• _TO-DO LIST_
**a.** Please transcribe the part of the decision below starting with "Subsection 46AA(2) of" and going on through "the lease expired.".
**b.** Translate this sentence from the decision below into Spanish: "She exercised the option, thus extending her tenancy to 31 October 2010."

• _SELECTED PASSAGE_
White v Downes
[2012] QCAT 450
•20 September 2012
| CITATION: | White v Downes [2012] QCAT 450 |
| PARTIES: | Sheree White (trading as Bizarre Hair) (Applicant) |
| v | |
| Shane Downes Tanya Downes (Respondents) |
| APPLICATION NUMBER: | RSL047-12 |
| MATTER TYPE: | Retail shop leases matters |
| HEARING DATE: | 17 September 2012 |
| HEARD AT: | Brisbane |
| DECISION OF: | Dr J R Forbes, Member N Judge, Member D McBryde, Member |
| DELIVERED ON: | 20 September 2012 |
| DELIVERED AT: | Brisbane |
| ORDERS MADE: | 1. It is declared that the tenure of the Applicant is extended, by virtue of the Retail Shop Leases Act 1994, to 3 October 2012. 2. The counterclaim is dismissed. |
| CATCHWORDS: | LANDLORD AND TENANT – RETAIL AND COMMERICAL TENANCIES LEGISLATION – OBLIGATIONS, PROHIBITED TERMS AND PROTECTION FOR LESSEES – MINIMUM TERM OF LEASE AND RENEWAL OF TERM – where applicant leased property with option to renew – where lessor gave notice to quit after lease expired – whether notice to quit valid – whether landlord entitled to mesne profits Retail Shop Leases Act 1994, ss 46AA, 83 Coronis v Jilt Pty Ltd & Anor [2012] QCA 66 |
APPEARANCES and REPRESENTATION (if any):
| APPLICANT: | Ms S White in person |
| RESPONDENT: | Mr S Downes in person, on behalf of himself and Ms T Downes |
REASONS FOR DECISION
Section 46AA
This dispute turns upon s 46AA of the Retail Shop Leases Act 1994 (‘the RSLA’). The area of factual disagreement is limited. The Applicant, Ms White, leased premises in Charters Towers, now owned by the Downes, from 1 November 2005 to 31 October 2007 with an option to renew for another 3 years. She exercised the option, thus extending her tenancy to 31 October 2010. No further option was granted.
Subsection 46AA(2) of the RLSA provides, with respect to leases including no option, that the lessor, within a specified “notice period”[1], must either offer the lessee an extension or make it plain that none will be offered. The apparent intention of the provision is that a lessee should have a reasonable opportunity to make other arrangements, if necessary.
[1] In this case, between 6 and 12 months before the lease will end: RSLA, s 46AA(6)(b).
It is common ground that the lessor did not give any such notice until April 2012, some 19 months after the lease expired.

• _DATA EXTRACT_
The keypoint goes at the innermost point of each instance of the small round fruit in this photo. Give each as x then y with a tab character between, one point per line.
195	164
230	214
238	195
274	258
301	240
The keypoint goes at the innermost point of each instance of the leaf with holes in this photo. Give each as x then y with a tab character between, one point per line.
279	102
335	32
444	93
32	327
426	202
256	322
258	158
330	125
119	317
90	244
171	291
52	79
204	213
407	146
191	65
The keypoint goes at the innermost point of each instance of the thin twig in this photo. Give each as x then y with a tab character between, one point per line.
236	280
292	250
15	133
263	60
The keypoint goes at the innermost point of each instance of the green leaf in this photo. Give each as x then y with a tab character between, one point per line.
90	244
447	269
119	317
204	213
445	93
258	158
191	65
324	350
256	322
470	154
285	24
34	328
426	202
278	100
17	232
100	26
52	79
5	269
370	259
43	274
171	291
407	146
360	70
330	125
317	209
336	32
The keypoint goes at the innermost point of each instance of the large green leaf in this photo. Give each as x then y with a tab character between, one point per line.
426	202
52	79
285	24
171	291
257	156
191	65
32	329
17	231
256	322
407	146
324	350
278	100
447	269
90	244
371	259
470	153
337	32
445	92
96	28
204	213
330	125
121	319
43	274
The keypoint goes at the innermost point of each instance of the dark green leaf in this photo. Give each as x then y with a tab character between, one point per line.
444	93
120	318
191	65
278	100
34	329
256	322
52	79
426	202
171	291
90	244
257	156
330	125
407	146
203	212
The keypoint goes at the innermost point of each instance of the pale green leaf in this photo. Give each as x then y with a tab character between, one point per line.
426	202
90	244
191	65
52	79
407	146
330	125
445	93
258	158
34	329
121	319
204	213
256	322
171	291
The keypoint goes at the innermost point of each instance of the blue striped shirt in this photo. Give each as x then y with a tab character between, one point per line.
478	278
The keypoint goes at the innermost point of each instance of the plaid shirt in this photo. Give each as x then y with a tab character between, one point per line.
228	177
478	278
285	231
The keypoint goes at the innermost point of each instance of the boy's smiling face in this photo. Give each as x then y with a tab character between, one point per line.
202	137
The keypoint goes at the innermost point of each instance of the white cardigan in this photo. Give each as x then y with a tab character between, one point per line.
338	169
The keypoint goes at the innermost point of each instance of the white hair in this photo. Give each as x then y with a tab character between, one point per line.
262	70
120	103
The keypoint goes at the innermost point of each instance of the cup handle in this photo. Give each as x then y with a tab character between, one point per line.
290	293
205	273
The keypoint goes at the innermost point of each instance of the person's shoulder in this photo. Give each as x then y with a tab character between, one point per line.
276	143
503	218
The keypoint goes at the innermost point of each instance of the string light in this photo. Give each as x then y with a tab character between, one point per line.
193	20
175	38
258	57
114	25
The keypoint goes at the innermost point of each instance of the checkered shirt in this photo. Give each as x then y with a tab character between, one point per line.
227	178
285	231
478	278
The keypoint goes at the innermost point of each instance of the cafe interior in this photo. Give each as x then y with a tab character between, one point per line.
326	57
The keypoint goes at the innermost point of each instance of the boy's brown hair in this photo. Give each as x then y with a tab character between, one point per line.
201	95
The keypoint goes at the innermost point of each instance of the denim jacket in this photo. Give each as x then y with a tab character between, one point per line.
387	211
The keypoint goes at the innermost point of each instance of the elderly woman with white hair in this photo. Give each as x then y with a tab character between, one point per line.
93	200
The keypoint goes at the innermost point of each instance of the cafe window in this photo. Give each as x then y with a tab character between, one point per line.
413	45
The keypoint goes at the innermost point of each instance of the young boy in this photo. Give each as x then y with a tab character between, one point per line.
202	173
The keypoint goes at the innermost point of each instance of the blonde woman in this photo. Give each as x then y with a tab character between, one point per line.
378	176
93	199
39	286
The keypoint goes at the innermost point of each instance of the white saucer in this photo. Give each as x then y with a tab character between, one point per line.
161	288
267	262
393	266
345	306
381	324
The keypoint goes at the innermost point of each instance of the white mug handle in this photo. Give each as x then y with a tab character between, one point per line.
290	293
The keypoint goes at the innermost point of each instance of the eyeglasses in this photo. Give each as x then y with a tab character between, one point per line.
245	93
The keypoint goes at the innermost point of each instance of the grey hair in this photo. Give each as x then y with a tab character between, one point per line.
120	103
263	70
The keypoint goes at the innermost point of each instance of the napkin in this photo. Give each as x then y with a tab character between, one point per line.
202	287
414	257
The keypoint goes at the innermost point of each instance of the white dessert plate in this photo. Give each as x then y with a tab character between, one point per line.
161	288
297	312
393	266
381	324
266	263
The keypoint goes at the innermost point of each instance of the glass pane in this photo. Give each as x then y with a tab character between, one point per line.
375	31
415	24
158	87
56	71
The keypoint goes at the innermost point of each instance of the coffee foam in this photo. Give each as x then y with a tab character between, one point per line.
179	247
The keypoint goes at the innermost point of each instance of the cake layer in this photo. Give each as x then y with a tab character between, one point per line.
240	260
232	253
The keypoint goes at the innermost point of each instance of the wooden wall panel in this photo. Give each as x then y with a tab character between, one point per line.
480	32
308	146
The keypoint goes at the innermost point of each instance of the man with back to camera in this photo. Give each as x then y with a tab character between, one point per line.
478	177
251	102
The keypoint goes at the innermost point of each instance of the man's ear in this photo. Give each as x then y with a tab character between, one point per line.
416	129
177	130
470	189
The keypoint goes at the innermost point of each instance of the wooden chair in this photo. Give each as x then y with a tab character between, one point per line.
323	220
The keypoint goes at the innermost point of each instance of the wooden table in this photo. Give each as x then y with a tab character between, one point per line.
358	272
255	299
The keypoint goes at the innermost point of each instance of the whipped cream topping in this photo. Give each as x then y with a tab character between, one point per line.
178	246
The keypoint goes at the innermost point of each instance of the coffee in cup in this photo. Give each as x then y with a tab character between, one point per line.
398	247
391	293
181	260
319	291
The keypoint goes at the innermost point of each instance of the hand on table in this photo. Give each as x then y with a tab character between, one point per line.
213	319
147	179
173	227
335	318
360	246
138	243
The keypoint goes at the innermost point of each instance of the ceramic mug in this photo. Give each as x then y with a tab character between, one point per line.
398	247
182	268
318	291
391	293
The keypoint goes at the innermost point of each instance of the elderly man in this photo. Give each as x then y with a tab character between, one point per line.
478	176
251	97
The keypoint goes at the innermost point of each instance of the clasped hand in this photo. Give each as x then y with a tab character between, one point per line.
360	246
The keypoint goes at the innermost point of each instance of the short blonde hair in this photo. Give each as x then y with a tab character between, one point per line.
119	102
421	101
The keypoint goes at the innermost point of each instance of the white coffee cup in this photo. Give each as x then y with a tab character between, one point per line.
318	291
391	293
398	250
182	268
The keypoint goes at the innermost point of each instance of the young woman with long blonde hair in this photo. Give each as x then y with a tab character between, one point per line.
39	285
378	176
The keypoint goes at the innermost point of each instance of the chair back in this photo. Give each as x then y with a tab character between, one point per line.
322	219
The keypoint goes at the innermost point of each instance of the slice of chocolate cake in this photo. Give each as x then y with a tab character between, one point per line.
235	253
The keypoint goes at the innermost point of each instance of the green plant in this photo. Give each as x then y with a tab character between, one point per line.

• _COMPLETE ANSWERS_
**a.**
Subsection 46AA(2) of the RLSA provides, with respect to leases including no option, that the lessor, within a specified “notice period”[1], must either offer the lessee an extension or make it plain that none will be offered. The apparent intention of the provision is that a lessee should have a reasonable opportunity to make other arrangements, if necessary.
[1] In this case, between 6 and 12 months before the lease will end: RSLA, s 46AA(6)(b).
It is common ground that the lessor did not give any such notice until April 2012, some 19 months after the lease expired.

**b.** Ejerció la opción, prorrogando así su arrendamiento hasta el 31 de octubre de 2010.